## PASSAGE TO READ
-*-

Next month my sister Joan will join me for a work trip to Crow and Fort Peck, two reservations east of here, where we will record audio and video for the work I do on Indigenous languages. In case you are unfamiliar with the scale of this state, Fort Peck is a 10-hour drive from my house. I am thrilled to be breaking out the Sisters Tour Bus for this week of certain hilarity, a reprise of the days we spent hauling our parents’ worldly possessions from the Canadian border to the Mexican border a couple of summers ago. At least this time we’ll be in a sporty Subaru and not a 26’ Penske.
This weekend I was out enjoying the gorgeous June green that blankets our state right now, and ended up on a rollicking back road through rolling fields of wildflowers. I was thinking to myself, perhaps Joan and I will be able to find some backroad delight during our trip - and then I remembered about eastern Montana that it’s mainly ag land. That means the roads will serve a single purpose as straight, flat pasture dividers.
Montana is a fascinating place in this way: the western part of the state cleaves dramatically from the eastern: topography, geology, flora and fauna. You can see it in tribal lifeways and languages - who’s a plains tribe and who is a waterways tribe (and who is both). You can see it in last names reflecting colonizer/homesteading patterns. You can see it in economic efforts - agriculture, mining/timber, oil/coal, tourism.1 I imagine descending from the Rocky Mountain Front onto the grassland and into cattle-and-oil country, and how this change in landscape and people will wash over me as we push relentlessly eastward.

-*-

## MATERIAL SHOWN
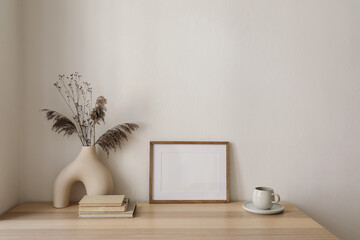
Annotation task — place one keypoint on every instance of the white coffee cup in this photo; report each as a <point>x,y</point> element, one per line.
<point>264,197</point>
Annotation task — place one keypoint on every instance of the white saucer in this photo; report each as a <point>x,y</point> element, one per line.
<point>276,208</point>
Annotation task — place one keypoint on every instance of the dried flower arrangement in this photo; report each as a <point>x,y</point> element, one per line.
<point>78,96</point>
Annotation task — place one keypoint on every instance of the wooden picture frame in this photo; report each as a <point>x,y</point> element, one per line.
<point>220,164</point>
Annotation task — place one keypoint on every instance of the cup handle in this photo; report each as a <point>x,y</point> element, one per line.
<point>278,198</point>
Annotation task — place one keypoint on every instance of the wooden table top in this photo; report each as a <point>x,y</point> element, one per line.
<point>160,221</point>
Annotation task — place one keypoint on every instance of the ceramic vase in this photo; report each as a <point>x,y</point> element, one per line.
<point>87,169</point>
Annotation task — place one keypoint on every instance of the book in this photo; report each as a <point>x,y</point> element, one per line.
<point>105,209</point>
<point>127,214</point>
<point>102,200</point>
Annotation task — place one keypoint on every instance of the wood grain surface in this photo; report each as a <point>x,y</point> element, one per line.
<point>160,221</point>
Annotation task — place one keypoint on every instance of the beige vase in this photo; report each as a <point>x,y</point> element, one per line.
<point>87,169</point>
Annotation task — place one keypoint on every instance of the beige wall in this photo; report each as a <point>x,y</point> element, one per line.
<point>278,79</point>
<point>10,100</point>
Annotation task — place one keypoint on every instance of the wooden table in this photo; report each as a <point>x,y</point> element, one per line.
<point>160,221</point>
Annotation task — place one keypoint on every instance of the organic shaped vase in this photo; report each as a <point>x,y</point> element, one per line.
<point>87,169</point>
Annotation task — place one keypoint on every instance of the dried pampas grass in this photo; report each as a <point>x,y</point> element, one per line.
<point>115,136</point>
<point>77,95</point>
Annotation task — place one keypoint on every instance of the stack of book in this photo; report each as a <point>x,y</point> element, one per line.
<point>106,206</point>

-*-

## GOALS
A - Reproduce everything in the Montana trip passage from "Montana is a" down to "push relentlessly eastward.", word for word.
B - Pick up the Montana trip passage at the top of the page right after its final sentence, and write what comes next.

## ANSWERS PROVIDED
A -
Montana is a fascinating place in this way: the western part of the state cleaves dramatically from the eastern: topography, geology, flora and fauna. You can see it in tribal lifeways and languages - who’s a plains tribe and who is a waterways tribe (and who is both). You can see it in last names reflecting colonizer/homesteading patterns. You can see it in economic efforts - agriculture, mining/timber, oil/coal, tourism.1 I imagine descending from the Rocky Mountain Front onto the grassland and into cattle-and-oil country, and how this change in landscape and people will wash over me as we push relentlessly eastward.

B -
When you view us on a map, you can clearly see that both Montana and Idaho should have been roughly rectangular, by the shapes of all our neighbors. There is a complicated history you can read here, but basically it’s this: Montana and Idaho were one big sideways rectangle in pre-territory days, and then Montana seceded and successfully demanded to use the Bitterroot Mountain range as the border between the two. Done. Had this political mapping not occurred, Montana would be flat like another Dakota, Idaho greedily clawing up all the mountains with their stunning peaks and abundant wildlife. Sorry Idaho, no; you don’t get to keep all the Western Tanagers.
Joan and I will loop from Missoula to Crow where we’ll spend an afternoon with my language partner there, executing some recording to insert into the Apsáalooke course I developed last fall with the Crow Language Consortium. Then we’ll point ourselves north to Fort Peck, a place I’ve been once, via train, in 1996. After two+ days of recording there, we’ll loop back through American Prairie and overnight in their Antelope Creek Campground. I cabined there once, two summers ago. It is near the Upper Missouri River Breaks which I mentioned in another newsletter.
Regardless of the prairie infinity we are sure to experience, I know the trip will fulfill us. The map doesn’t lie, but it also doesn’t tell the stories. Those we will read on the brown boards,2 in the sleepy towns dotting these two-lane roads, on the faces of the motel workers, and in each other, as we rumble from pasture to prairie, dust and grasshoppers rising like storm clouds.
As a Montana history teacher, I think of all this as the extraction economy.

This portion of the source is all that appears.